(Goal 1) Reproduce the part of the machine tool financing article that opens with the words containing "Getting machine tool" and closes with "bank loan off.".

Posted On: July 19, 2018 author Paul Kendall

Any business would prefer to get machine tool financing at the lowest interest rate, over longer terms, with lower monthly or quarterly payments, with acceptable terms and conditions. Honestly, who wouldn’t want that?

We know you’re not looking to just get basic machine tool financing. You want to get the best machine tool financing your business can get. The best financing with the lowest payments? It might not be as hard as you think. It all comes down to what your business and personal financial credit history, how much down payment you could make, your annual business revenue, your profitability and the like.

What are your options to get the best rates for machine tool financing? Do you approach your local bank? Or are there alternate ways to get the best rate for machine tool financing? Let’s explore.

Machine Tool Financing Options


When you are shopping for machine tool financing, you basically have two options – you could go with your local bank or you could go with an alternative financier.

In general, banks usually have the best interest rates for financing machine tools. Does your business have excellent credit? Then you should look into working with a bank for financing. In fact most of the time, the better your credentials are, the easier it will be to get funding through your local bank.

While on the other hand, if your business has some financial credential difficulties (like lower credit), then you will need to look into alternative funding options.

Let us now dig a little deeper at each option to understand the pros and cons of going with a bank vs. going with heavy equipment leasing companies.


Bank Financing Machine Tool Equipment 


Getting machine tool equipment financing through a local bank, if you can swing it, does have some advantages. Mainly, the advantages of going with a bank are equipment financing rates and total cost of getting financing through a bank could possibly be cheaper.

Or in other words, more profit for your business. In addition, you will be building equity in your business by owning your machine tools when you pay your bank loan off.

There are a few noteworthy cons on getting cnc equipment financing through a local bank.

Paperwork - you might be looking at 20+ hours of completing paperwork.

Blanket Lien - your bank will put a lien on your entire business for financing just one piece of equipment. This would be adding a great risk to your business.

Approval Time - you’re looking at over a week (sometimes multiple weeks) to get a yes or no.

Funding Time - it can also take weeks for you to actually receive the funding you need.

Down Payment - compared to alternatives, down payments can typically be much higher with a bank. They will typically ask for 20% down.

Requirements - banks will typically require much higher business financial credentials for you to be approved.

In short, if you can put up with all the major downsides of a local bank, working with a bank to get your machine tool financing is an option for you. For the rest of the business world, alternatives are out there that are more accessible and require less of a time commitment.


Machine Tool Equipment Financing Alternative

Machine tool financing companies that specialize in providing funding for machine tools and other industrial businesses have created alternatives in financing to meet the needs of businesses that don’t have perfect credentials or have weeks to wait.

Financing machine tool equipment through machine tool financing companies is a common strategy to get funding without the steeper prices that some financing options come with. In some cases, it’s even possible that a private equipment leasing company can be cheaper than what a bank can offer, and without having to wait weeks at a time for an approval or denial.

(Entries supplied)
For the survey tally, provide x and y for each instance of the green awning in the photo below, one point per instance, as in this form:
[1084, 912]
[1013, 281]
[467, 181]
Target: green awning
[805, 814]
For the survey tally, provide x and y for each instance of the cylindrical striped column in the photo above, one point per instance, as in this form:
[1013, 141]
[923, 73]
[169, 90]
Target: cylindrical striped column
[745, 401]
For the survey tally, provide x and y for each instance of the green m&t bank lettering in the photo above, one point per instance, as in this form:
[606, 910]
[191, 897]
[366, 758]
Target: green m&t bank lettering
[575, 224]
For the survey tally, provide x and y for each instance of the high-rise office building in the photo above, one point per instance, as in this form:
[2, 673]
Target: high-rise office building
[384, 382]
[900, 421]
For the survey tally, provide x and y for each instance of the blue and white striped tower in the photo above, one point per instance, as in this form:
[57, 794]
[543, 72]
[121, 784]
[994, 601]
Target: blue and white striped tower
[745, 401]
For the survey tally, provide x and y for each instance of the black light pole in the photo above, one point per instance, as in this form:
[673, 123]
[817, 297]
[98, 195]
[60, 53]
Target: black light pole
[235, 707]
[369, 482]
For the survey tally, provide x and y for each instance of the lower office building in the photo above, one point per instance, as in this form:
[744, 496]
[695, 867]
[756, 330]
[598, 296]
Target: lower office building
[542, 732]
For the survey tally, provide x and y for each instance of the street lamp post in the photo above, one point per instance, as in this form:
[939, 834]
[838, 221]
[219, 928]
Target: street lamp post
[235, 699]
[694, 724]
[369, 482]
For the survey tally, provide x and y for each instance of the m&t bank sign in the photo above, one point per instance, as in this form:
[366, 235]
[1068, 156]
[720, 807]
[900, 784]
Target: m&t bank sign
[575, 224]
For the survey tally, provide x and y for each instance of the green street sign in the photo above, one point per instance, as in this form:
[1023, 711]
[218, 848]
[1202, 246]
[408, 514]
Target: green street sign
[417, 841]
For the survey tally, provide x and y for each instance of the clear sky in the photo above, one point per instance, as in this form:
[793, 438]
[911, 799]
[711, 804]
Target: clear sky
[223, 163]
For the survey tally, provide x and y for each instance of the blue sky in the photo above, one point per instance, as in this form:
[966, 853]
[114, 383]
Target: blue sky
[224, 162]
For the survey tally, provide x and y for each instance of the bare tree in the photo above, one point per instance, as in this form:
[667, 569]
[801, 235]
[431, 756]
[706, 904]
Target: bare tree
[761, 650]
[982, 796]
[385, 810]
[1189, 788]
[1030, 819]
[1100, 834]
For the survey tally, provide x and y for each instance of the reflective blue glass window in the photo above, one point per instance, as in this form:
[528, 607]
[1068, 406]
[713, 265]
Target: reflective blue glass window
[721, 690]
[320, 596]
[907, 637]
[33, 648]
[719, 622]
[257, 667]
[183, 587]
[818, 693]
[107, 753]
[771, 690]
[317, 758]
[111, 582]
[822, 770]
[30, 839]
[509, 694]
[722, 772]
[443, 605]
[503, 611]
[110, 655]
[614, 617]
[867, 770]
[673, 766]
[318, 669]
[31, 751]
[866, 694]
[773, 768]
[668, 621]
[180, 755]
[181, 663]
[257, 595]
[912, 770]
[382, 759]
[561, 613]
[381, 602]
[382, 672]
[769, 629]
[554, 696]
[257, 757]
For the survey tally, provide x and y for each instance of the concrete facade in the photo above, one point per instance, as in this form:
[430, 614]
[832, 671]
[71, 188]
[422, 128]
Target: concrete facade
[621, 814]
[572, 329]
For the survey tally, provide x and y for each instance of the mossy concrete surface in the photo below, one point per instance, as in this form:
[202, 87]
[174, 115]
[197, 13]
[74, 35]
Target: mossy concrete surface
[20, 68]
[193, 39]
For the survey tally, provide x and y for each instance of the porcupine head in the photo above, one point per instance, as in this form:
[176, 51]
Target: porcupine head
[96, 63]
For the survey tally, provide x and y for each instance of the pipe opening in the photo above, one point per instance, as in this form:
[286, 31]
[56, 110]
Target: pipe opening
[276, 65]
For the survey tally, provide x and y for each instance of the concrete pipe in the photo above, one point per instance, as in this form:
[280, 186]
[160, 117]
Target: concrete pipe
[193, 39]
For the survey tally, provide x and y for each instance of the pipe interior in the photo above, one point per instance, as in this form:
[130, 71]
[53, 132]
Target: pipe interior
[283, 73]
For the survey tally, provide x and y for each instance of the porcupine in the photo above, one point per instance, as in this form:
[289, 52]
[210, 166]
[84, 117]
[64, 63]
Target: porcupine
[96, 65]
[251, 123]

(Goal 2) Write out the part of the entries that opens with the line containing "the concrete pipe" and runs through the last line of the entries.

(Output 1)
Getting machine tool equipment financing through a local bank, if you can swing it, does have some advantages. Mainly, the advantages of going with a bank are equipment financing rates and total cost of getting financing through a bank could possibly be cheaper.

Or in other words, more profit for your business. In addition, you will be building equity in your business by owning your machine tools when you pay your bank loan off.

(Output 2)
For the survey tally, provide x and y for each instance of the concrete pipe in the photo above, one point per instance, as in this form:
[280, 186]
[160, 117]
Target: concrete pipe
[193, 39]
For the survey tally, provide x and y for each instance of the pipe interior in the photo above, one point per instance, as in this form:
[130, 71]
[53, 132]
Target: pipe interior
[283, 73]
For the survey tally, provide x and y for each instance of the porcupine in the photo above, one point per instance, as in this form:
[289, 52]
[210, 166]
[84, 117]
[64, 63]
Target: porcupine
[96, 65]
[251, 123]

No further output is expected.